[DATA ENTRIES]:
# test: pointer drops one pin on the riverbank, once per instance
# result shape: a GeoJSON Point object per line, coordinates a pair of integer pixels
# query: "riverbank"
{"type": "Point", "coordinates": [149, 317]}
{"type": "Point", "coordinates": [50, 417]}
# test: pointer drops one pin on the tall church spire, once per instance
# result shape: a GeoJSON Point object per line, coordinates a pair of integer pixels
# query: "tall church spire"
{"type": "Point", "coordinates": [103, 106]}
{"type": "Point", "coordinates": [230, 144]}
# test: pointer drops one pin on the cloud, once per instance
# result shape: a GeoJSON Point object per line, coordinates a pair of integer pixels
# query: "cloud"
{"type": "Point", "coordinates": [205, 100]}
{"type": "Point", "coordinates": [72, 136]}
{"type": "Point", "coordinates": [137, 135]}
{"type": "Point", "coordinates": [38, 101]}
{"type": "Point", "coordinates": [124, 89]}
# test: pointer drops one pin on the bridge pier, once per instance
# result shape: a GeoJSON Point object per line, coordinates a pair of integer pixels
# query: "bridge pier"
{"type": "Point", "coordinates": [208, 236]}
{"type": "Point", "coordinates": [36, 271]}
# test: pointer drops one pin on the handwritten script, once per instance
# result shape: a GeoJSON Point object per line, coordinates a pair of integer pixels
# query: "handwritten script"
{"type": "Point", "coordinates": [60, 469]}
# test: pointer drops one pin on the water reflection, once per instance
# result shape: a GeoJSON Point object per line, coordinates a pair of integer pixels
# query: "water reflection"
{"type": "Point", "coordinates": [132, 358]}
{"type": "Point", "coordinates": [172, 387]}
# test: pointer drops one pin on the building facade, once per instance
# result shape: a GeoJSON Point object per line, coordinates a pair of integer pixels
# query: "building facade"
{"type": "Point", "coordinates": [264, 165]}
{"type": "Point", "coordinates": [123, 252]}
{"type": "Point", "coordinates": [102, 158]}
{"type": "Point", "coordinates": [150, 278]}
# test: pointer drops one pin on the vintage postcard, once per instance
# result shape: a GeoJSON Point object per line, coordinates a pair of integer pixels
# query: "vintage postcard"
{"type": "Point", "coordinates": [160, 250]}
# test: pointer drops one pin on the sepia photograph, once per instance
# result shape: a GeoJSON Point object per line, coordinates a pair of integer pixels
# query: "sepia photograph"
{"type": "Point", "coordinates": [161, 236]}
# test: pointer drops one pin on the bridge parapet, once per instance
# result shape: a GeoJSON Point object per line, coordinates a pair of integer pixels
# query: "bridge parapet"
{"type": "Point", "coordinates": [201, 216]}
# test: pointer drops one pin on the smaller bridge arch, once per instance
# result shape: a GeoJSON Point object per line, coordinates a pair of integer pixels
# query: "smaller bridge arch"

[TO BE DONE]: Rewrite the data starting at the line that contains "# test: pointer drops one pin on the sepia" and ending at the last line, replacing "parapet" with "railing" and keeping everything else the same.

[THE ANSWER]:
# test: pointer drops one pin on the sepia photograph, once per instance
# result shape: a GeoJSON Point object per line, coordinates a pair of integer pixels
# query: "sepia photograph"
{"type": "Point", "coordinates": [161, 236]}
# test: pointer drops one pin on the bridge railing, once per instance
# result shape: a GeoJSON Point object per line, coordinates a pair of integer pixels
# query: "bridge railing"
{"type": "Point", "coordinates": [201, 216]}
# test: pointer drops one pin on the smaller bridge arch, once per instance
# result shape: a GeoJSON Point object per line, coordinates a pair of integer pixels
# query: "smaller bridge arch"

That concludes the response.